Objective —
Count how many lines below contain the string "frond", treating uppercase and lowercase as different, and reply with the number alone.

##### Entries supplied #####

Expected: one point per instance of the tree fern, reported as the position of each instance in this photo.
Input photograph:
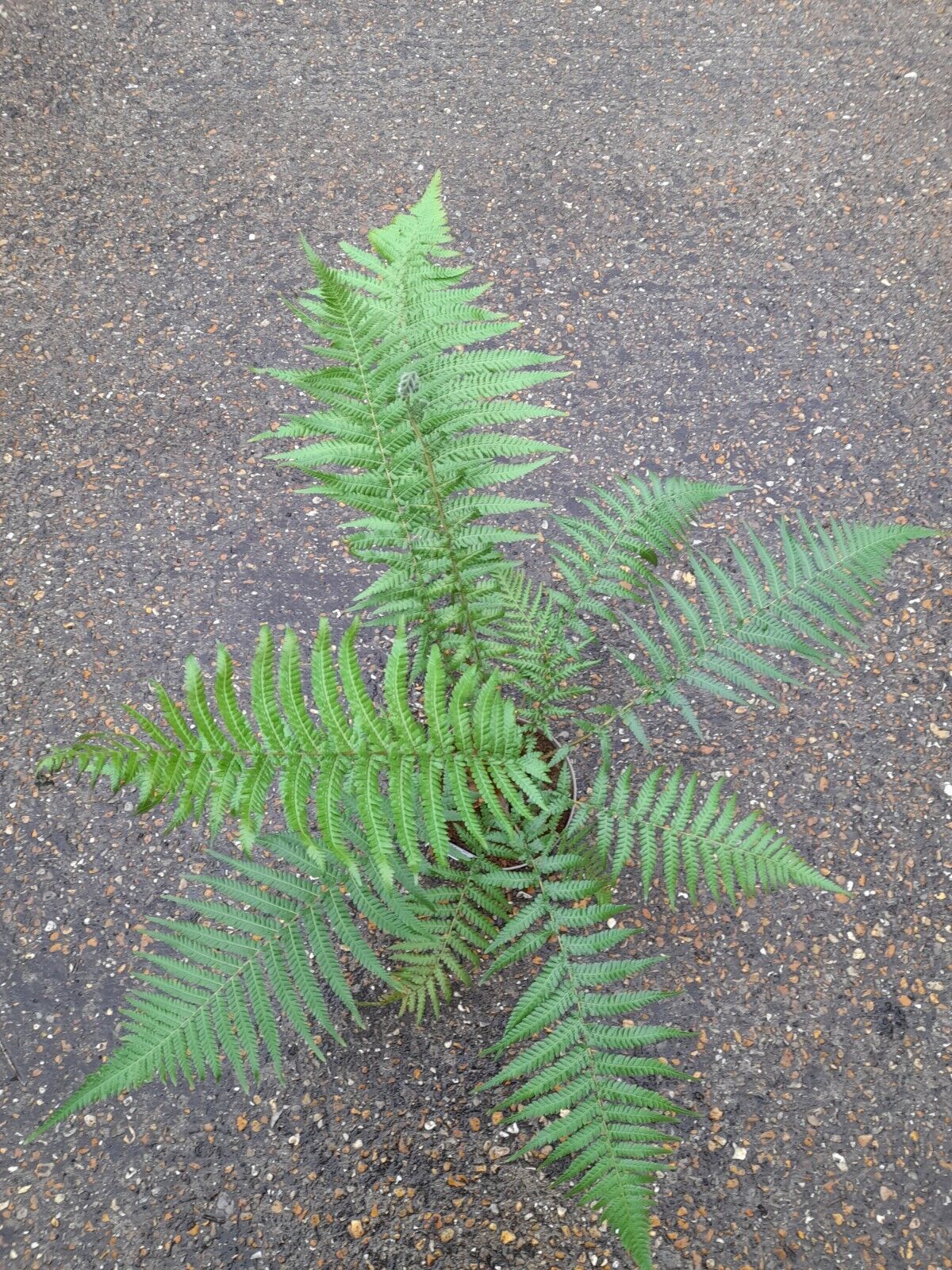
(578, 1067)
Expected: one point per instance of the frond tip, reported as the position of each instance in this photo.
(578, 1066)
(670, 827)
(213, 997)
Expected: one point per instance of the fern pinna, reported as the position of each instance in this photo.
(428, 823)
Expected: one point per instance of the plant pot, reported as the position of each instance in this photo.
(457, 851)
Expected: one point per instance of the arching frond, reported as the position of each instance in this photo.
(578, 1066)
(689, 836)
(406, 413)
(626, 533)
(403, 774)
(262, 949)
(810, 603)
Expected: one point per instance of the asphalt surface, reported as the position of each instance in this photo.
(731, 219)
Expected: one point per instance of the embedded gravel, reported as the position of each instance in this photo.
(729, 217)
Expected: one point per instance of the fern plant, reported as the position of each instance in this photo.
(433, 829)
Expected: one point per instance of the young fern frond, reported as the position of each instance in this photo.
(812, 603)
(539, 649)
(620, 544)
(668, 826)
(263, 950)
(578, 1067)
(400, 772)
(406, 416)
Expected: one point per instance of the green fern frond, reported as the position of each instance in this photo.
(578, 1066)
(812, 603)
(463, 918)
(262, 949)
(628, 530)
(401, 774)
(539, 649)
(701, 838)
(414, 459)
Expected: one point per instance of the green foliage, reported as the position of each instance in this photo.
(428, 827)
(810, 603)
(418, 457)
(401, 772)
(450, 940)
(579, 1066)
(620, 544)
(668, 826)
(209, 996)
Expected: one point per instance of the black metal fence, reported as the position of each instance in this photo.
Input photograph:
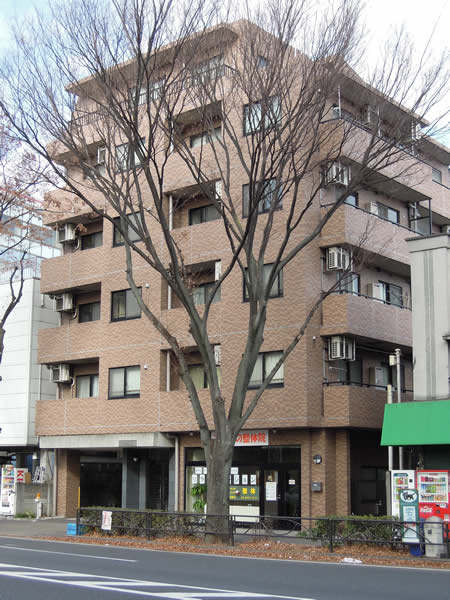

#####

Output for this task —
4